The Asian Development Bank (ADB) issued its latest report yesterday on the impact of technological advances on labour markets in Asia.

New research on how technology affects jobs, the subject of the special theme chapter in the ADB’s flagship economic publication, Asian Development Outlook (ADO) 2018 report, points out that while some of the region’s jobs will be eliminated through automation, countervailing forces will more than compensate against job losses. 

The report found that technological advances have transformed the two billion workers Asian labour market, helping create 30 million jobs annually in industry and services over the last 25 years, drive increases in productivity and wages, and reduce poverty.

Mr Yasuyuki Sawada, Chief Economist at ADB, said the latest research shows that, on the whole, countries in Asia will fare well as new technology is introduced into the workplace, improving productivity, lowering production costs, and raising demand.

At the same time, Mr Sawada also highlighted the important role of policymakers in ensuring that everyone can benefit from new technologies.

“To ensure that everyone can benefit from new technologies, policymakers will need to pursue education reforms that promote lifelong learning, maintain labour market flexibility, strengthen social protection systems, and reduce income inequality,” Mr Sawada added.

Job displacement VS job creation

The report acknowledges that advances in areas such as robotics and artificial intelligence (AI) pose challenges for workers. Jobs that require repetitive, routine tasks and workers who do not have the education or training to move easily to other occupations, may face slow growth in wages.

It was also found that jobs that are intensive in cognitive tasks, social interactions, and the use of ICT—jobs that tend to be held by the better educated and better paid—expanded 2.6% points faster than total employment annually over the last 10 years. Moreover, average real wages for these jobs increased faster than for routine or manual jobs. This would potentially exacerbate income inequality in the region.

However, ADB research shows that even in the face of advances in robotics and AI, there are compelling reasons to be optimistic about the region’s job prospects. It is because: (1) new technologies often automate only some tasks of a job, not the whole, (2) job automation goes ahead only where it is both technically and economically feasible, and (3) rising domestic demand offsets job displacement driven by automation and contributes to the creation of new professions.

ADB’s analysis of employment changes in 12 economies in developing Asia from 2005 to 2015 strongly supports the idea that rising domestic demand more than compensates for job losses associated with technological advances.

Furthermore, analysis of a broad array of data shows that many new job titles have arisen in ICT, and new types of jobs will arise in healthcare and education, as well as in finance, insurance, and real estate.

The role of policymakers

As the report highlights, policymakers will have to be proactive if the benefits of new technologies are to be shared widely across workers and society.

Stored data
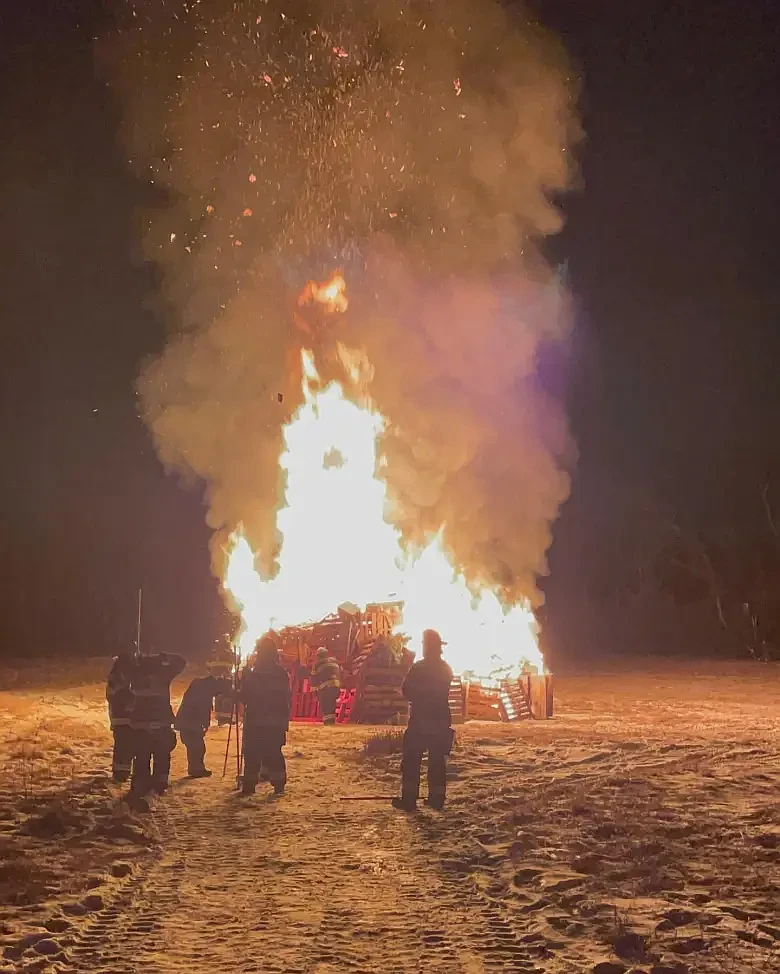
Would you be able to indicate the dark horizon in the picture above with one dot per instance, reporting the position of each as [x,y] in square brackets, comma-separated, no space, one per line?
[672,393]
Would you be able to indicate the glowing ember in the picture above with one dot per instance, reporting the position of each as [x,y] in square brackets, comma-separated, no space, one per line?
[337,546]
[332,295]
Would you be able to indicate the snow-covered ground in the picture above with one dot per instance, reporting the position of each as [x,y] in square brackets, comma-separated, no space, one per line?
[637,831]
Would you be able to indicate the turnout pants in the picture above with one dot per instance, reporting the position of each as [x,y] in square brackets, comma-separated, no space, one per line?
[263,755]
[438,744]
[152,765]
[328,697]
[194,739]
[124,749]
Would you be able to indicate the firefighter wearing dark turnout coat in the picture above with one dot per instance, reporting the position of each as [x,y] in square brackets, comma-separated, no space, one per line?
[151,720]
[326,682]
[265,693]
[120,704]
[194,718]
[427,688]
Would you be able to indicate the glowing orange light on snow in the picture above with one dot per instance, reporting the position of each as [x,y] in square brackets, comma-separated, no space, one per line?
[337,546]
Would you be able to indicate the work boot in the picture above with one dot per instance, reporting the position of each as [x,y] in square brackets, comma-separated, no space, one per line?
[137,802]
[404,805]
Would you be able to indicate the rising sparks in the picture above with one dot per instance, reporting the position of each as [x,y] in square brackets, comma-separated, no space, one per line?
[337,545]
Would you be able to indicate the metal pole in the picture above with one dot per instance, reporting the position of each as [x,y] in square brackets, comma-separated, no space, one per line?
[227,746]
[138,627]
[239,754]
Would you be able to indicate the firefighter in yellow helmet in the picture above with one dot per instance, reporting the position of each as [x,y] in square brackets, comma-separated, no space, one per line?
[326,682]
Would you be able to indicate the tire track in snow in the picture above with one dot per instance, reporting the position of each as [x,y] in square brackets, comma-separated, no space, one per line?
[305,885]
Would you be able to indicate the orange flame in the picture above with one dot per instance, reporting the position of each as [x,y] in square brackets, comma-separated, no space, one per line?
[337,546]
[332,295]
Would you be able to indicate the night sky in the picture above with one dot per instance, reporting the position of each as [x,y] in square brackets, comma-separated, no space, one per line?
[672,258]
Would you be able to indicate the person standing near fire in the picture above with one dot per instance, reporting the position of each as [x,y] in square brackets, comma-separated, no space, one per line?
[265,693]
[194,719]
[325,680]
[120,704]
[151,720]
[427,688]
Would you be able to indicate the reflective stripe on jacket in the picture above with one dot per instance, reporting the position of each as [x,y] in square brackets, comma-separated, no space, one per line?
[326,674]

→ EXERCISE:
According to the passage on the ADB report, how many jobs per year have technological advances helped create in industry and services over the last 25 years?

→ FULL RESPONSE:
30 million jobs annually.